What is expected: Lay out every line of the entries below as a numbered list, dropping any blank lines and omitting the pictures.

Source records:
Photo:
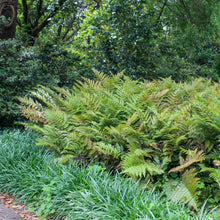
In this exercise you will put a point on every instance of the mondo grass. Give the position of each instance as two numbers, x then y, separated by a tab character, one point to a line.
31	174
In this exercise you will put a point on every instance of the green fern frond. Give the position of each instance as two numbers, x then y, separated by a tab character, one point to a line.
214	172
135	165
65	158
108	149
192	157
186	190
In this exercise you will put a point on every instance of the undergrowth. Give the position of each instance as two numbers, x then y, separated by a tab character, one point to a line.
32	175
164	132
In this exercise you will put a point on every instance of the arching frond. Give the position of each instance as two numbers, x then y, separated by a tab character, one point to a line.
191	158
186	190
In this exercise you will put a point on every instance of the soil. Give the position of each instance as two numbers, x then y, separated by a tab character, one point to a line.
9	210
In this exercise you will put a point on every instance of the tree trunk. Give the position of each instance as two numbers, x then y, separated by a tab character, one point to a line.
8	9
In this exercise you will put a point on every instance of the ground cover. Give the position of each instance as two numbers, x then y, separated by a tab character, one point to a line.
160	131
31	174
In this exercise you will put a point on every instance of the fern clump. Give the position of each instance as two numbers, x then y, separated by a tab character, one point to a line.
143	128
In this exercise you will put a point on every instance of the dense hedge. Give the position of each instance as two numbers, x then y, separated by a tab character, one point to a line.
22	69
161	131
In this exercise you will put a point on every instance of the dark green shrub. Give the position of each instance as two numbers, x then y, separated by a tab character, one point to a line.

Answer below:
1. Photo:
2. In this exercise you will put a point on every instance of the mondo grass. Give the position of each instance as two numbers, x then y, separated by a tab character, one point to a line.
3. 31	174
4. In this exercise you will put a point on every instance of the green fern frond. Give the position of each instance as two numbers, x then y, separated by a tab character, one point to a line.
5. 214	172
6. 135	165
7. 65	158
8. 108	149
9. 192	157
10. 186	190
11. In this exercise you will put a point on every instance of the undergrowth. Give the position of each instance as two numbers, x then y, separated by a tab character, one point to a line.
12. 32	175
13. 164	132
14. In this exercise you will put a point on every instance of the arching frond. Give the position of each instance as two numbers, x then y, separated by a tab character, one point to a line.
15. 191	158
16. 186	190
17. In this exercise you will put a point on every instance of the soil. Give the position of each instance as two numbers, x then y, separated by a tab character, one point to a line.
18. 9	210
19. In this exercise you will put a point on every instance of the tree trunk. Give the position of each instance as two numbers, x then y, separated by a tab character, one point to a line.
20. 8	9
21. In this exercise you will put a point on every instance of the ground cover. Give the position of each instance as two numbers, x then y, separated by a tab character, one point to a line.
22. 160	131
23. 31	174
24. In this exercise you will put a point on every instance of the fern clump. Give the position of each instance as two numbers, x then y, separated by a tab character, one point to a line.
25. 143	128
26. In this exercise you will put a point on every instance of the dense hedge. Give the position of each instance as two numbers, x then y, separated by a tab character, one point to a line.
27. 22	69
28. 161	131
29. In this exercise you will put a point on every instance of the dark green shrub. Give the position of each instance as two numbers, x then y, separated by a tab character, one point to a line.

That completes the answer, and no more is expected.